-- BEGIN --
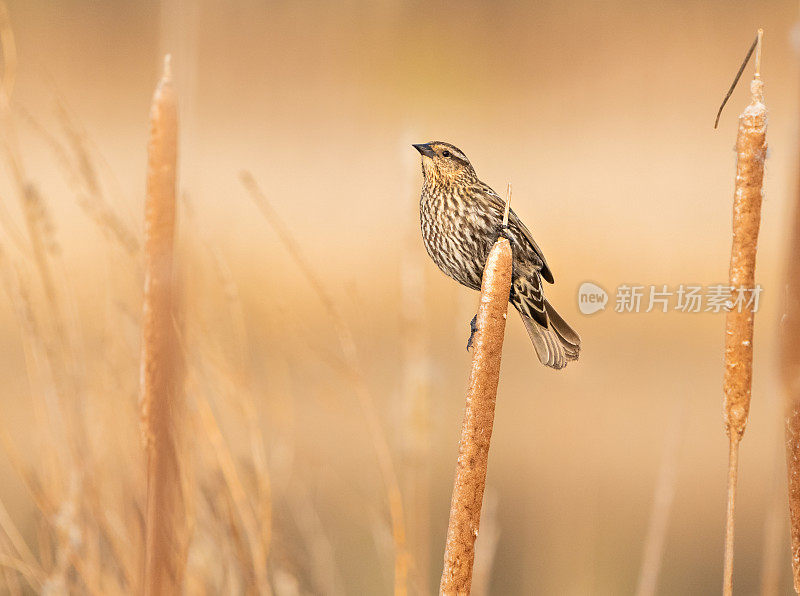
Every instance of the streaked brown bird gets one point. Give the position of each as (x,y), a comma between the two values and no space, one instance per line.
(461,218)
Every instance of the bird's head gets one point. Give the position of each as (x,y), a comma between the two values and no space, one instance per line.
(443,163)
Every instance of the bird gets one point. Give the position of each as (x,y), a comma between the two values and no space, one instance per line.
(461,217)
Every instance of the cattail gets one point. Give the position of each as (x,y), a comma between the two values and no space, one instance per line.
(160,372)
(790,369)
(751,149)
(476,432)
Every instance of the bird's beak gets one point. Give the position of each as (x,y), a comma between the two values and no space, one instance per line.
(425,149)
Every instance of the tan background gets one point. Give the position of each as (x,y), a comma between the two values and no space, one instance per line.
(600,114)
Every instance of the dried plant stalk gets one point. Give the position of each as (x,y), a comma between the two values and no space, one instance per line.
(476,432)
(751,149)
(161,384)
(790,373)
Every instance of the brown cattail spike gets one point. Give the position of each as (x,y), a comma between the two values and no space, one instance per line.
(476,432)
(751,151)
(160,374)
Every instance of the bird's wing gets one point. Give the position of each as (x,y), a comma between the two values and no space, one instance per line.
(520,229)
(528,298)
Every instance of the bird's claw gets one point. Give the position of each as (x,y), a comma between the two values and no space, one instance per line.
(473,327)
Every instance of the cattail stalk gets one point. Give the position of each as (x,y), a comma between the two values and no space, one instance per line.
(751,149)
(790,374)
(160,374)
(476,432)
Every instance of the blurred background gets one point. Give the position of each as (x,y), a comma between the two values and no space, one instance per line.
(599,114)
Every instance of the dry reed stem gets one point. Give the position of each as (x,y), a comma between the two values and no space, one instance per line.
(161,385)
(790,376)
(751,148)
(350,353)
(790,361)
(476,432)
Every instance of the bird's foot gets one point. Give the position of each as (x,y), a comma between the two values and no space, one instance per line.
(473,327)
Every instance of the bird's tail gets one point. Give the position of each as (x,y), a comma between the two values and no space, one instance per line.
(556,344)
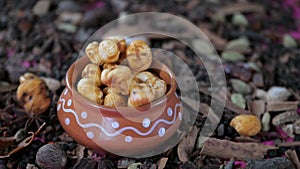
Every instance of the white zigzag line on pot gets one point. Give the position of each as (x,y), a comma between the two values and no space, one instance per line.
(120,130)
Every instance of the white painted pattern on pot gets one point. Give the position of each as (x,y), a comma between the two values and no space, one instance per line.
(115,124)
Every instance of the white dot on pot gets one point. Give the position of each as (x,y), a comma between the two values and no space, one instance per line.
(58,107)
(84,115)
(67,121)
(128,139)
(180,116)
(69,102)
(90,134)
(146,122)
(115,125)
(66,91)
(161,132)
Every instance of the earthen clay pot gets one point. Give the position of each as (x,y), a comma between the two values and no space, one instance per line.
(123,131)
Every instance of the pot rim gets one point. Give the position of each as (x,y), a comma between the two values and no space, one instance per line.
(69,84)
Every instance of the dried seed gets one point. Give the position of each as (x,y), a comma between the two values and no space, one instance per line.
(139,55)
(51,156)
(109,51)
(289,116)
(246,125)
(90,91)
(92,72)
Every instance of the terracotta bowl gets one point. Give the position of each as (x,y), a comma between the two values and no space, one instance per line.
(123,131)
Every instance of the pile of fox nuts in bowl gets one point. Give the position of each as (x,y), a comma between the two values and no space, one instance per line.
(118,75)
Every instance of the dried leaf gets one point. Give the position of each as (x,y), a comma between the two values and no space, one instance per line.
(226,149)
(203,47)
(276,93)
(277,162)
(242,6)
(241,44)
(232,56)
(240,86)
(292,155)
(239,100)
(186,146)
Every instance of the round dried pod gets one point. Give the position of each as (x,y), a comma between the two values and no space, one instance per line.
(92,72)
(117,78)
(139,55)
(120,42)
(114,100)
(109,51)
(92,53)
(158,86)
(140,94)
(27,76)
(51,156)
(109,65)
(32,95)
(246,125)
(90,91)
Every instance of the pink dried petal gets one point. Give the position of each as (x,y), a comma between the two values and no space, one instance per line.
(289,139)
(39,139)
(240,164)
(296,13)
(281,132)
(10,52)
(26,64)
(295,35)
(95,5)
(269,143)
(289,2)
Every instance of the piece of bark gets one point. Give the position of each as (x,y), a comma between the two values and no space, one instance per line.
(289,116)
(292,155)
(226,149)
(289,144)
(228,104)
(186,146)
(257,107)
(282,106)
(241,7)
(277,162)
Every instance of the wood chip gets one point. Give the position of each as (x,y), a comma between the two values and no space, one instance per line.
(9,88)
(241,7)
(226,149)
(292,155)
(228,104)
(277,162)
(257,107)
(186,146)
(282,106)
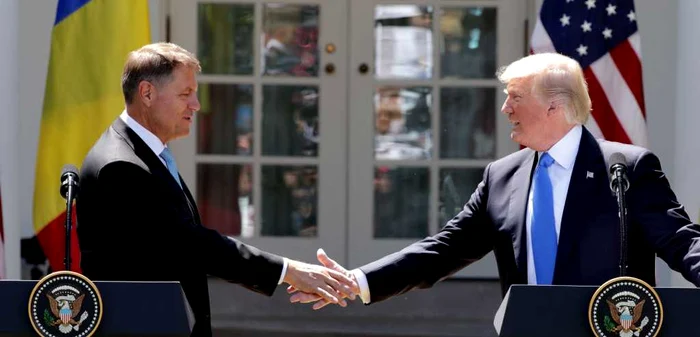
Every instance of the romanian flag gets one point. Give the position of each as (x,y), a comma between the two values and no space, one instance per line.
(89,45)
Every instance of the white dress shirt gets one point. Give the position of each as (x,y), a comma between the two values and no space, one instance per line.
(564,155)
(157,146)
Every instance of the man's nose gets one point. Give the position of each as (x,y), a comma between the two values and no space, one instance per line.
(506,108)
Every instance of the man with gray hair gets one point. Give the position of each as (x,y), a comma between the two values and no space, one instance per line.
(546,211)
(137,220)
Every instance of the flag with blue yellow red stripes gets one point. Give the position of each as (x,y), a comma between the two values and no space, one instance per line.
(90,41)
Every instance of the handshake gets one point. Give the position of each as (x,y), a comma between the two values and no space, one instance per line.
(324,284)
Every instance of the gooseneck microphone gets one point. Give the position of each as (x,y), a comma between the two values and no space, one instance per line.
(619,184)
(69,189)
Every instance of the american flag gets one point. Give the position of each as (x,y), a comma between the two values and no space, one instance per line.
(602,36)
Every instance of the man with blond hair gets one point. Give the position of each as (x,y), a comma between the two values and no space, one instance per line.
(137,220)
(546,211)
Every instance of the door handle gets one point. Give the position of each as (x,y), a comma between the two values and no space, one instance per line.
(363,68)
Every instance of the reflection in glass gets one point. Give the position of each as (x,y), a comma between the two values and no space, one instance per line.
(402,123)
(226,38)
(456,187)
(225,198)
(401,202)
(468,123)
(403,41)
(225,120)
(290,199)
(468,42)
(290,121)
(290,40)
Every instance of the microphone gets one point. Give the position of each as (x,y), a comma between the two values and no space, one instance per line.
(69,181)
(619,184)
(68,190)
(618,170)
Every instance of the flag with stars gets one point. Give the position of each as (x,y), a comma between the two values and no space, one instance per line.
(602,36)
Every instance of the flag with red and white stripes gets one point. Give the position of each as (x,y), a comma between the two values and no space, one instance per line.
(602,36)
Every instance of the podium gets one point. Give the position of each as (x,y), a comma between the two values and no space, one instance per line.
(545,311)
(128,309)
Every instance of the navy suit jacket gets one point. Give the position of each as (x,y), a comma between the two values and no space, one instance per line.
(589,242)
(134,223)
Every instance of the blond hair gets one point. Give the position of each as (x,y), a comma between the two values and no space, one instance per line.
(557,79)
(154,63)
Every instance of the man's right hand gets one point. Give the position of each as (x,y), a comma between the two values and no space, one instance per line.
(305,297)
(320,282)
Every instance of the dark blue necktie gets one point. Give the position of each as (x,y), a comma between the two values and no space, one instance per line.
(170,163)
(544,235)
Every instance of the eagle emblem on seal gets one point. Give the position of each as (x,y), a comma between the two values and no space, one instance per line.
(626,315)
(65,310)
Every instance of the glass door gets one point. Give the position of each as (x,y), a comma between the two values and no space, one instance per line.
(265,159)
(425,115)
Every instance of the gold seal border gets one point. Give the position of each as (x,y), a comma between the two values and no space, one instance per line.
(622,279)
(66,273)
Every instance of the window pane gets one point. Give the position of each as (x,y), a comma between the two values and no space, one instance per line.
(225,198)
(456,187)
(289,198)
(468,123)
(290,121)
(290,40)
(225,120)
(402,123)
(403,41)
(468,42)
(226,38)
(401,202)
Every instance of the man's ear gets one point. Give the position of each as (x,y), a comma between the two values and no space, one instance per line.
-- END --
— Work instructions —
All of the data needs repeating exactly, but the pictures do not.

— Written reply —
Every instance of the streaked brown bird gets one point. Give the position of each as (x,y), a comma between the two values and no space, one instance per line.
(461,218)
Every instance of the bird's head gets one point. Give the position of each as (x,y), a comma between the two values and no space, one instance per line.
(443,163)
Every instance of the bird gets one point. Give the position of each as (x,y), a comma between the two values and no space, one instance per line.
(461,217)
Every instance of the cattail gets one point. Give the position of each as (x,y), a comma between the two values and no space, one instance per line.
(160,372)
(790,369)
(751,149)
(476,432)
Every instance of the bird's beak gets one point. Give the position of each as (x,y), a comma between the two values and no space, one instance per line.
(425,149)
Every instance of the tan background gets one point. Give the position of each as (x,y), a comma between the two values and no space, one instance per line.
(600,114)
Every instance of the dried plant stalk gets one point. Give the position of each as (x,y), a comma between the two values and no space, one instance per line.
(476,432)
(751,149)
(161,384)
(790,373)
Every instance of the brown cattail spike gets one point. Give the position of each as (x,y), a comma between the two values and no space, one instance per line.
(476,432)
(751,151)
(160,374)
Every instance of the bird's wing gets one point. Give the position of each as (x,y), a comma between the two values and no space, one instance per line.
(520,229)
(528,298)
Every instance of the bird's claw gets one point. Give the position of each as (x,y), a comma between the two values and no space, one instance per line.
(473,327)
Every instance of the cattail stalk gets one point. Give the position of each as (x,y), a comma between the two values and no space, one instance per line.
(751,149)
(790,374)
(160,374)
(476,432)
Every instance of the blurred background gets one point. Give the position of each as (x,y), a comma between the two values and no space, one instance per line.
(599,114)
Every instance of the dry reed stem gets one point. Give the position of each as (x,y), a comma between the two values and no space, one instance per line.
(161,385)
(790,376)
(751,148)
(350,353)
(790,361)
(476,432)
Every instance of the bird's foot gets one point. Give the position of each as (x,y), a comma between the two values and no space, one instance per line.
(473,327)
Every instance of the bird's tail gets one point. Give the position of each as (x,y), a comma between the two values and no space, one instance per line.
(556,344)
Every instance of the white zigzag line on pot gets one point. Give the position of each as (x,y), a comma between the two values and no space, one instance per line.
(120,130)
Every instance of the white painted pattern on pot gets one point. Give the position of each as (x,y), a comma between the two values and no space, one instance per line.
(115,124)
Every instance of the white dot on pot gets one point. Give the position of each as (x,y), a comma between the two values and no space, one instance per line.
(58,107)
(84,115)
(67,121)
(128,139)
(180,116)
(69,102)
(90,134)
(146,122)
(115,125)
(66,91)
(161,132)
Every instance of the earthen clay pot gets one point. Give the position of each as (x,y), a comma between the two values and no space, one instance per line.
(123,131)
Every instance of the pot rim gets one point. Give the position of each as (x,y), a comma between the two values and no space, one instance per line.
(69,84)
Every instance of the dried seed gets one point. Give the position of each as (x,y), a comma between the two values and no space, one instance per line.
(139,55)
(51,156)
(109,51)
(289,116)
(246,125)
(90,91)
(92,72)
Every instance of the terracotta bowl gets one point. Give the position of each as (x,y), a comma between the two values and no space, one instance per line.
(123,131)
Every instance of the pile of fox nuts in bowl gets one point. Give the position of each as (x,y), a comma between the two values and no space, one instance per line.
(118,75)
Every instance of the dried leaf gets one point. Give the position of each as (x,y), a comma between the two values and no space, one instance per line.
(226,149)
(203,47)
(276,93)
(277,162)
(242,6)
(241,44)
(232,56)
(240,86)
(292,155)
(239,100)
(186,146)
Every instance of the round dried pod gets one point. Give the position of each as (x,y), a comma between the two values and no space, one instance per line.
(92,72)
(117,78)
(139,55)
(120,42)
(114,100)
(109,51)
(92,53)
(158,86)
(140,94)
(27,76)
(51,156)
(109,65)
(32,95)
(246,125)
(90,91)
Every instance of the pink dried petal gets one point. Give the position of each as (x,y), a comma between the two values and no space, one instance per line.
(289,139)
(39,139)
(240,164)
(296,13)
(281,132)
(10,52)
(26,64)
(295,35)
(95,5)
(269,143)
(289,2)
Every instance of the piece of bark gets one point. Give the position of each as (x,y), a comma between the two values and no space, one instance per line.
(289,116)
(292,155)
(226,149)
(289,144)
(228,104)
(186,146)
(257,107)
(282,106)
(241,7)
(277,162)
Every instance of the wood chip gets one point. Give the position of each as (x,y), a comma between the two values and no space, one instance per line.
(9,88)
(241,7)
(226,149)
(292,155)
(228,104)
(277,162)
(257,107)
(186,146)
(282,106)
Every instance of the romanian flag gets one point. Give the position of each as (x,y), a comma between the two values and no space, one instance per line.
(89,45)
Every instance of the white dress shirt gets one point. Give the position of each as (x,y), a comma between the two values and no space, one instance per line.
(564,155)
(157,146)
Every instance of the man's nose gets one point. Give the position of each as (x,y), a comma between the two values and no space, one instance per line.
(506,108)
Every instance of the man with gray hair gets one point. Give the position of each as (x,y), a comma between the two values and no space, one instance per line.
(546,211)
(137,220)
Every instance of the flag with blue yellow red stripes gets one point. Give the position of each as (x,y), a comma between the two values and no space, one instance per line.
(90,41)
Every instance of the handshake gets one point. Give the position of each as (x,y), a comma between the two values and no space, one instance per line.
(324,284)
Every instance of the gooseneck microphone gets one point. Give the position of each as (x,y), a comma between the two values and no space, one instance per line.
(619,184)
(69,189)
Every instance of the american flag gets one point. Give the position of each as (x,y), a comma between the two values and no space, one instance per line.
(602,36)
Every instance of the man with blond hair gets one point. Give the position of each as (x,y), a comma between the two values and no space, one instance per line.
(137,220)
(546,211)
Every instance of the door handle gets one point. Give the position of each as (x,y), a comma between the two values and no space, one instance per line.
(363,68)
Every instance of the reflection in glass gets one point. Give the position of each as (x,y), a comma between the two values and no space, one instance per line.
(402,123)
(226,38)
(456,187)
(225,198)
(401,202)
(468,123)
(403,41)
(225,120)
(290,199)
(468,42)
(290,121)
(290,40)
Every instance of the microphone gets one point. Give the position of each as (x,y), a comma between the two values and no space, one instance per line.
(69,181)
(619,184)
(68,190)
(618,170)
Every instance of the flag with stars gets one point. Give the position of each as (x,y), a comma between the two values and no space, one instance per line.
(602,36)
Every instance of the flag with red and white stripes gets one point. Give the position of each as (x,y), a comma between the two values and no space, one instance per line.
(602,36)
Every instance of the podium gets one point. Give the position of each as (x,y), a comma between the two values and no space, one instance per line.
(545,311)
(128,309)
Every instance of the navy suit jacket gets one point. Give the position of each as (x,y), a comma between the two values and no space, one instance per line.
(589,242)
(134,223)
Every instance of the blond hair gets one point. Give the position of each as (x,y), a comma between the two values and no space, one instance per line.
(557,79)
(154,63)
Every instance of the man's right hand gets one point. Give the position of each as (x,y), a comma between the two values and no space, one instance per line.
(305,297)
(320,282)
Every instance of the dark blue necktie gets one point. Give the position of each as (x,y), a comma between the two values and no space, one instance per line.
(170,163)
(544,235)
Every instance of the eagle emblem on seal gets one point. Give the position of each as (x,y), a comma between the two values and no space, one instance per line.
(626,315)
(65,310)
Every instance of the glass door gets one point. Give the position of each as (x,y), a comma between the two values and no space, one instance per line.
(265,159)
(425,115)
Every instance of the gold seal border gets one point. Give the position of each as (x,y), a comma between the two values and no space, one instance per line.
(622,279)
(66,273)
Every instance of the window pane gets one point. Give the position of each as (x,y), a comma between the two values and no space, one instance per line.
(225,198)
(456,187)
(289,198)
(468,123)
(290,121)
(290,40)
(225,120)
(402,123)
(403,41)
(468,42)
(226,38)
(401,202)
Every instance of the man's ear gets one point. Give the position of each as (x,y), a comma between the two values and no space, one instance per line.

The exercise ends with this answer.